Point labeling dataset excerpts
------------

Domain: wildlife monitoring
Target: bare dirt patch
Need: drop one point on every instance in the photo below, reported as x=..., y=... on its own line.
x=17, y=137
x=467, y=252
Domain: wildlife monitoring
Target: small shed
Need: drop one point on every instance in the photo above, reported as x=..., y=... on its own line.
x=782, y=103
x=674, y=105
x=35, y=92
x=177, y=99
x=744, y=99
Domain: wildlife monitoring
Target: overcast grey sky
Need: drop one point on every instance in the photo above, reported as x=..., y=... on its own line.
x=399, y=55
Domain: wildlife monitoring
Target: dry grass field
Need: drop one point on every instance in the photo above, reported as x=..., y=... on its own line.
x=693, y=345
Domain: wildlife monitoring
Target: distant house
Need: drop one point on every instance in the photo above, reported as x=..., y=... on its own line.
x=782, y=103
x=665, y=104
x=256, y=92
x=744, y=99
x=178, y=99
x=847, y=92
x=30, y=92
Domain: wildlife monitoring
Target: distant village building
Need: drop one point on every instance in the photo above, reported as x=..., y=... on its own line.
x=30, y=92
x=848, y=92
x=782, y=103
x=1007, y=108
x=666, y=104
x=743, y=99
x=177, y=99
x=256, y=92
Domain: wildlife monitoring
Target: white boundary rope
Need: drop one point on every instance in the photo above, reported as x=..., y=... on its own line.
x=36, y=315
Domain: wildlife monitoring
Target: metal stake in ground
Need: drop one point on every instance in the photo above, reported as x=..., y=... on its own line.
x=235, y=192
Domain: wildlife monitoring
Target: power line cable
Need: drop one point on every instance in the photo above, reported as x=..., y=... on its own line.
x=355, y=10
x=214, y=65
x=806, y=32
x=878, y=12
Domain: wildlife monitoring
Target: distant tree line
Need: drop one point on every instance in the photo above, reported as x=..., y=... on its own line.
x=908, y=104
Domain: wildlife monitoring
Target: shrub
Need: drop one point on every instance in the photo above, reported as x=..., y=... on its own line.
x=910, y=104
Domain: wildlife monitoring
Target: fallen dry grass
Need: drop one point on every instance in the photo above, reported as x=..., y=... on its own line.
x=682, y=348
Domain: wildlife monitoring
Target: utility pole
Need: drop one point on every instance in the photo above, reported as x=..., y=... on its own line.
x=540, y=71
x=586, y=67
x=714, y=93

------------

Can you reproduce all the material exactly?

Domain: wildlife monitoring
Target: bare dirt patch
Need: drop one point on every instance in the photo below, reported as x=..., y=... on its own line.
x=17, y=137
x=467, y=252
Domain: wildlife monitoring
Target: small shed
Need: drop one point on every instance in the photo above, reported as x=..., y=... on its own line.
x=782, y=103
x=674, y=105
x=35, y=92
x=177, y=99
x=744, y=99
Domain: wildlife monitoring
Target: overcast grey sky
Need: drop one point on every instance in the photo above, reported as x=..., y=... on its own line.
x=399, y=55
Domain: wildlife monitoring
Target: dry grass field
Need: drop one point on every instance in the photo above, reported as x=..., y=... on its own line.
x=693, y=345
Domain: wildlife monitoring
Target: distant house
Need: drop one point on every instance in the photo above, reported as x=..., y=... on its own line.
x=782, y=103
x=665, y=104
x=256, y=92
x=744, y=99
x=178, y=99
x=847, y=92
x=30, y=92
Domain: wildlife monitoring
Target: distant village building
Need: drop one point on every instance in the photo above, reported as x=..., y=... on its own line.
x=30, y=92
x=848, y=92
x=782, y=103
x=1007, y=108
x=666, y=104
x=743, y=99
x=177, y=99
x=256, y=92
Domain: wildlife monitoring
Target: white boundary rope
Need: drop one point on every instance in the photo above, reported as x=..., y=... on its own line.
x=36, y=315
Domain: wildlife monitoring
Target: metal stake in ground
Need: drop one point on every instance in the photo above, reported as x=..., y=... on its own line.
x=235, y=192
Domain: wildlife monitoring
Target: power line cable
Need: drop one point on every instance in the photo above, reported as x=..., y=... on its own line.
x=355, y=10
x=214, y=65
x=806, y=32
x=878, y=12
Domain: wildlife monitoring
Target: distant tree line
Need: drop one point on every instance in the photo above, reported as x=..., y=... on its own line.
x=908, y=104
Domain: wildlife monitoring
Target: shrub
Need: drop one point on every instance in the photo above, reported as x=..., y=... on its own line.
x=910, y=104
Domain: wildlife monitoring
Target: fallen dry grass
Need: drop one point on every instance in the photo above, reported as x=..., y=... on its own line.
x=682, y=348
Domain: wildlife monitoring
Target: utility pole
Need: drop one point on every instance in the photo above, reported as x=..., y=... on its own line.
x=540, y=71
x=586, y=67
x=714, y=93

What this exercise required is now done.